A run of records

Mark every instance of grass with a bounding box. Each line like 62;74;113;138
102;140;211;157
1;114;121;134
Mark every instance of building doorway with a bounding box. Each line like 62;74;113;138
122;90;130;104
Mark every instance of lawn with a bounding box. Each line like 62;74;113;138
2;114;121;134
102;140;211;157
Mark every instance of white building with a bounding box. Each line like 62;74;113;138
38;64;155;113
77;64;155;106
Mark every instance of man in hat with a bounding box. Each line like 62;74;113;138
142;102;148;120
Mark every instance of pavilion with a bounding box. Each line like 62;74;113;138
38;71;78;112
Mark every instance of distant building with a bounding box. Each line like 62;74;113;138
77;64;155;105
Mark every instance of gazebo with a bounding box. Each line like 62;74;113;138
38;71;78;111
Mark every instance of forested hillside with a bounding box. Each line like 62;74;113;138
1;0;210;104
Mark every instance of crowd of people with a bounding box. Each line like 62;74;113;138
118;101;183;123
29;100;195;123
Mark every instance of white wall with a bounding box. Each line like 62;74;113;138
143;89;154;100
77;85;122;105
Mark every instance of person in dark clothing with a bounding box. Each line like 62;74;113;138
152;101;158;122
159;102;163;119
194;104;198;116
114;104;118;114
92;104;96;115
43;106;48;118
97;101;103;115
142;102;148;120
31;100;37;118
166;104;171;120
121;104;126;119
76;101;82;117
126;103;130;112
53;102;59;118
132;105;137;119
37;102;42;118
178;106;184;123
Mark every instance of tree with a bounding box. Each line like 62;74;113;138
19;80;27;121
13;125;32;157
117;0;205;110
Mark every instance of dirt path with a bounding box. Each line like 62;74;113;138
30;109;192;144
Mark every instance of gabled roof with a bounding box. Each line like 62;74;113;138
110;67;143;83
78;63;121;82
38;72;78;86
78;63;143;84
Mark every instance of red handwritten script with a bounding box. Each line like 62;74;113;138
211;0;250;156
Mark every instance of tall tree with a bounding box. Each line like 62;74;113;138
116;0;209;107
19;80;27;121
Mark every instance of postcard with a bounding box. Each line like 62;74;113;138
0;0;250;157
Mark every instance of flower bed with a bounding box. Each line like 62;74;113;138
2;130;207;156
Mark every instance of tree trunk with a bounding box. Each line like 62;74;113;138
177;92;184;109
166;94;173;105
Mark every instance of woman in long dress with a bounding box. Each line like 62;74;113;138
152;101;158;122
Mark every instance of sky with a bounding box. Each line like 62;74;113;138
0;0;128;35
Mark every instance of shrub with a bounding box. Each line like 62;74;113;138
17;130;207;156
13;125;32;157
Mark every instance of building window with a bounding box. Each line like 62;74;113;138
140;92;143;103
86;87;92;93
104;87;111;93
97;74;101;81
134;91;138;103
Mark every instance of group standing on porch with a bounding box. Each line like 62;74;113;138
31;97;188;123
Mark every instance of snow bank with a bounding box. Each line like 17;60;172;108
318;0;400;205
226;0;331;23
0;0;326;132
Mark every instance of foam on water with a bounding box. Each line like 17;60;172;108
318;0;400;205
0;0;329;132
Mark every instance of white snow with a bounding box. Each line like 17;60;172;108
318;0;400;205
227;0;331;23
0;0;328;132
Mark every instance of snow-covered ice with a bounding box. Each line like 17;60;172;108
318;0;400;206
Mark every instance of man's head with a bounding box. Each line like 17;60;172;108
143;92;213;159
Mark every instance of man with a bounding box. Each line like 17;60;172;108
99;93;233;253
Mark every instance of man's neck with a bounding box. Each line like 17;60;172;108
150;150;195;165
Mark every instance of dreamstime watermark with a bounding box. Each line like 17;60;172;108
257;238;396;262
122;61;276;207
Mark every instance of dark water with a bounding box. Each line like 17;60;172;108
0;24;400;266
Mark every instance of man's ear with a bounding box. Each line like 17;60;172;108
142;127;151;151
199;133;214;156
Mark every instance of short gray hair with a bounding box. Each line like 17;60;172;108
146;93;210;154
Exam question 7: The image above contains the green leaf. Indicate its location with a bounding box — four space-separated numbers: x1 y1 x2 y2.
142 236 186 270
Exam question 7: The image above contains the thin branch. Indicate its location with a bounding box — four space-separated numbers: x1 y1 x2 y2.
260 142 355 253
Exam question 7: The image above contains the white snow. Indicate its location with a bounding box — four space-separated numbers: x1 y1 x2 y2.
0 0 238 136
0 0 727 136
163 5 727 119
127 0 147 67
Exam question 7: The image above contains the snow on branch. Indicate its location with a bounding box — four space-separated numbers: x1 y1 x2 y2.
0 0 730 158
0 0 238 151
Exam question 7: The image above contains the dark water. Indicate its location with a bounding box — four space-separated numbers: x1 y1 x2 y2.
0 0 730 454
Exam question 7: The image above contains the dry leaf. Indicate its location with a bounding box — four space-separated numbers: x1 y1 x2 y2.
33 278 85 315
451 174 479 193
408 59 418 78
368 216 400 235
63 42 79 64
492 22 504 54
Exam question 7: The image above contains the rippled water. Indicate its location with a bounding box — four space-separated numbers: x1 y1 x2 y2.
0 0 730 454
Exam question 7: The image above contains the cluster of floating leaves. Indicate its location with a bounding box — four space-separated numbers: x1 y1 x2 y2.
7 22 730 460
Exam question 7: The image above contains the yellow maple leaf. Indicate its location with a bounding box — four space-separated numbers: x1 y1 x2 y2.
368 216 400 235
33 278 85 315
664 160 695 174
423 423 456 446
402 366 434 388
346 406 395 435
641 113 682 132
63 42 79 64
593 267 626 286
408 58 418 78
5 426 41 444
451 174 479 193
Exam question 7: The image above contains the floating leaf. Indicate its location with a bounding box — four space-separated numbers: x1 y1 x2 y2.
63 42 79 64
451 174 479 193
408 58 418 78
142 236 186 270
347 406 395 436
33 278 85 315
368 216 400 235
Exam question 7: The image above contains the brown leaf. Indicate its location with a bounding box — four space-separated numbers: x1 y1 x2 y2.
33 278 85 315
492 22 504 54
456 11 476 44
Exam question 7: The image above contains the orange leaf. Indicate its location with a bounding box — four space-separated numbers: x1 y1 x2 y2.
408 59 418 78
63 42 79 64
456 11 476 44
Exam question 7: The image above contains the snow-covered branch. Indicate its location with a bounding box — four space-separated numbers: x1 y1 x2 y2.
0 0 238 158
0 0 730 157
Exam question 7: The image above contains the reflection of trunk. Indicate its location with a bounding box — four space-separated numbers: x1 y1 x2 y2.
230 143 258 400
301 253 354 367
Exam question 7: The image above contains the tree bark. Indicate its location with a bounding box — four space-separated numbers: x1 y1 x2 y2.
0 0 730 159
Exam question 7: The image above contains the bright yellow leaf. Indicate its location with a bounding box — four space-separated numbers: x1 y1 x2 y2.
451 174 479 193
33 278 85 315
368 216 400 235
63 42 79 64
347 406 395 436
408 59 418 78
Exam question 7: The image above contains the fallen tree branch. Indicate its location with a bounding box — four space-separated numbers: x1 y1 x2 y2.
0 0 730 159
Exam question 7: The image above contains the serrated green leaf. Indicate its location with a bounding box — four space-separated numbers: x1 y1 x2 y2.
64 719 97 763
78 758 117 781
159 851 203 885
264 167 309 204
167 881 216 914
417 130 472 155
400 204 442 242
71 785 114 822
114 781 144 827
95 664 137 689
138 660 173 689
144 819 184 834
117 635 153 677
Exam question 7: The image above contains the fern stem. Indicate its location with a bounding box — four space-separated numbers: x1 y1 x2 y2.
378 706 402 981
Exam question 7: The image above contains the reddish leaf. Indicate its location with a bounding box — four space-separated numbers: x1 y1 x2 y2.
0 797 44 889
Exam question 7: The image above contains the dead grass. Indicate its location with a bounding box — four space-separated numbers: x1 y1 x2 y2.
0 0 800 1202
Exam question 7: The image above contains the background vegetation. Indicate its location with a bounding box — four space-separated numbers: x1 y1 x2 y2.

§ TASK INSTRUCTIONS:
Reproduce the stretch of records from the line containing "Exam question 7: The image above contains the thin" through the line containing "127 0 147 67", keeping the request lines unchanged. Scale every bounding-box coordinate in the answers by 1.4 and round to the nearest whole number, with halves rounded up.

§ COMPLETED EXERCISE:
Exam question 7: The image above contains the thin branch. Indicate its location with a bounding box — four space-separated numbers: x1 y1 x2 y2.
364 199 497 354
Exam question 7: The image above contains the white snow. Indicate its location with a bounding box — four space-separated numbers: x1 y1 x2 y2.
0 0 333 190
0 0 1018 190
228 7 1018 167
178 0 206 94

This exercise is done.